Your tasks =>
1 – Please retype the Stokely Carmichael text from "Trinidadian by birth, raised" up to and including "into the Movement.".
2 – Summarize the Stokely Carmichael text in two sentences.

Text shown =>
┄┄┄┄┄┄┄┄┄┄┄┄┄┄┄┄┄┄┄┄

Trinidadian by birth, raised in New York, and educated at Howard University. Stokeley Carmichael is a unique figure in the Civil Rights movement. In my opinion, his name is not well enough known, most likely for being “too radical” for popular culture. Carmichael evolves, in my mind, across the space between Dr King and Malcolm X. Like both of these men, Stokely Carmichael put efforts into action to make positive change and sustain movements.
from snccdigital.org
Because of his call for “Black Power” during the June 1966 Meredith March Against Fear in Mississippi, Stokely Carmichael is often remembered as confrontational in style and far removed from nonviolence. Yet he credited nonviolent activism as leading him and other young Black people like himself into the Movement.
“It gave our generation–particularly in the South–the means by which to confront and entrenched and violent racism. It offered a way for a large number of [African Americans] to join the struggle. Nothing passive in that.”
Above all else, Stokely Carmichael was a grassroots organizer.
...
At 19-years-old, Carmichael was the youngest person to participate in the 1961 Freedom Rides, and he served fifty-three days in Mississippi’s Parchman Penitentiary. After his release from Parchman, Carmichael returned to Howard but came back to the Mississippi Delta every summer to work with SNCC organizing local voter registration efforts.
*emphasis added
Carmichael is credited with creating the phrase "Black Power" on June 16, 1966, in Greenwood, Mississippi. Reverend James Lawson, present at that moment, disagreed with Carmichael’s words and the manner in which he delivered them. I’m sure I am not alone in seeing the generational conflict at work here. I would guess that Carmichael’s youth made him hard for the older movement leaders to understand. At least from my little bit of research.
Stokely betrayed us in two ways: first, he became chair of SNCC after John Lewis had already been elected and had to leave, so that’s an old, tyrannical tactic that did not become Stokely or the movement.
Second, because he wanted to plant this notion of black power into the Mississippi March Against Fear, in ’66. He should have been talking to Martin as early as 1965. Stokely was getting frustrated in Lowndes County by that time. So he should have been talking to King and to others of us about all of this early on.
We were his friends. We had spent time in jail together. So he should have been exploring that discussion early on, as soon as he was developing it instead of deliberately — as he admitted — injecting it into the ’66 Meredith march.
For a slightly different perspective, check urbanintellectuals.com
Stokely Carmichael (also Kwame Ture; June 29, 1941 – November 15, 1998) was a Trinidadian–American black activist active in the 1960s American Civil Rights Movement.
Growing up in the United States from the age of eleven, he graduated from Howard University and rose to prominence in the civil rights and Black Power movements, first as a leader of the Student Nonviolent Coordinating Committee (SNCC, pronounced “snick”) and later as the “Honorary Prime Minister” of the Black Panther Party.
But, was he too radical for the Black Panthers?

┄┄┄┄┄┄┄┄┄┄┄┄┄┄┄┄┄┄┄┄

Material shown =>
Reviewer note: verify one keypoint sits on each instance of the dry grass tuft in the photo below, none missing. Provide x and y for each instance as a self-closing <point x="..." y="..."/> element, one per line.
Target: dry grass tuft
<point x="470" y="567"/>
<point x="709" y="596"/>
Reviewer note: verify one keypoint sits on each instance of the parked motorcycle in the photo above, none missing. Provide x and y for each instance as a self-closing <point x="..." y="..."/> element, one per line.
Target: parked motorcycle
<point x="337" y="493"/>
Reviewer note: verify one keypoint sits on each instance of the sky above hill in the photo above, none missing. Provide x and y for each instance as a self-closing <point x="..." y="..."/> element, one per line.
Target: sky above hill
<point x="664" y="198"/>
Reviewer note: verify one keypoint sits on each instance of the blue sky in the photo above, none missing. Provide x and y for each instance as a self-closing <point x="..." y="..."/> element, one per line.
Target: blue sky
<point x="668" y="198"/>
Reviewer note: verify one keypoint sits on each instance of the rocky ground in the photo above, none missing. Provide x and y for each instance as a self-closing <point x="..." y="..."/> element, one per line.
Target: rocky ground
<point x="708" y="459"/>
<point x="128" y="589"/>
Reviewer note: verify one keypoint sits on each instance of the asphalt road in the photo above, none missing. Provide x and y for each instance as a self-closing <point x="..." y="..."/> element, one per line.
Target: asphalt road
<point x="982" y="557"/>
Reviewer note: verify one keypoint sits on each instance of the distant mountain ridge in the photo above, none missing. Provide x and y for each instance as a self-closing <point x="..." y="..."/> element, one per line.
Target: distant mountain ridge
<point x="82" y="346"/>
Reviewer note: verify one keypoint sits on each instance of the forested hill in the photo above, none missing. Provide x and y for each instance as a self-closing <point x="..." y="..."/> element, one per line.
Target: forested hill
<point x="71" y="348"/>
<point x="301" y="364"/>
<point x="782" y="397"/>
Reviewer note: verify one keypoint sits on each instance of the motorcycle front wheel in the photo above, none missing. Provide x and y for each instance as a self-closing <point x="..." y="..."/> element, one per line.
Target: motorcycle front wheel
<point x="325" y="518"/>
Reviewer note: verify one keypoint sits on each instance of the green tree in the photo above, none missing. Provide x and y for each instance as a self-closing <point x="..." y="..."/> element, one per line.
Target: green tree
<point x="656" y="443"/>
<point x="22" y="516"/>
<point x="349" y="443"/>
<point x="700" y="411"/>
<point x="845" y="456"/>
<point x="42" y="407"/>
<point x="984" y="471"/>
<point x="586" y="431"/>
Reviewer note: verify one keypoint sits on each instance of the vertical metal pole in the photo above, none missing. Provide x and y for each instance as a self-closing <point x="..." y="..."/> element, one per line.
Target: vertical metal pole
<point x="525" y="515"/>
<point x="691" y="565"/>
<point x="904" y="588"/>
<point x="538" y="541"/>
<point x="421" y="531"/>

┄┄┄┄┄┄┄┄┄┄┄┄┄┄┄┄┄┄┄┄

Completed exercise =>
1 –
Trinidadian by birth, raised in New York, and educated at Howard University. Stokeley Carmichael is a unique figure in the Civil Rights movement. In my opinion, his name is not well enough known, most likely for being “too radical” for popular culture. Carmichael evolves, in my mind, across the space between Dr King and Malcolm X. Like both of these men, Stokely Carmichael put efforts into action to make positive change and sustain movements.
from snccdigital.org
Because of his call for “Black Power” during the June 1966 Meredith March Against Fear in Mississippi, Stokely Carmichael is often remembered as confrontational in style and far removed from nonviolence. Yet he credited nonviolent activism as leading him and other young Black people like himself into the Movement.

2 – Stokely Carmichael, born in Trinidad, raised in New York and a Howard University graduate, was a grassroots organizer who joined the 1961 Freedom Rides at 19, served fifty-three days in Mississippi's Parchman Penitentiary, and rose to lead SNCC and later serve as "Honorary Prime Minister" of the Black Panther Party. Though often remembered as confrontational because of his call for "Black Power" during the June 1966 Meredith March Against Fear, he credited nonviolent activism with leading him into the Movement.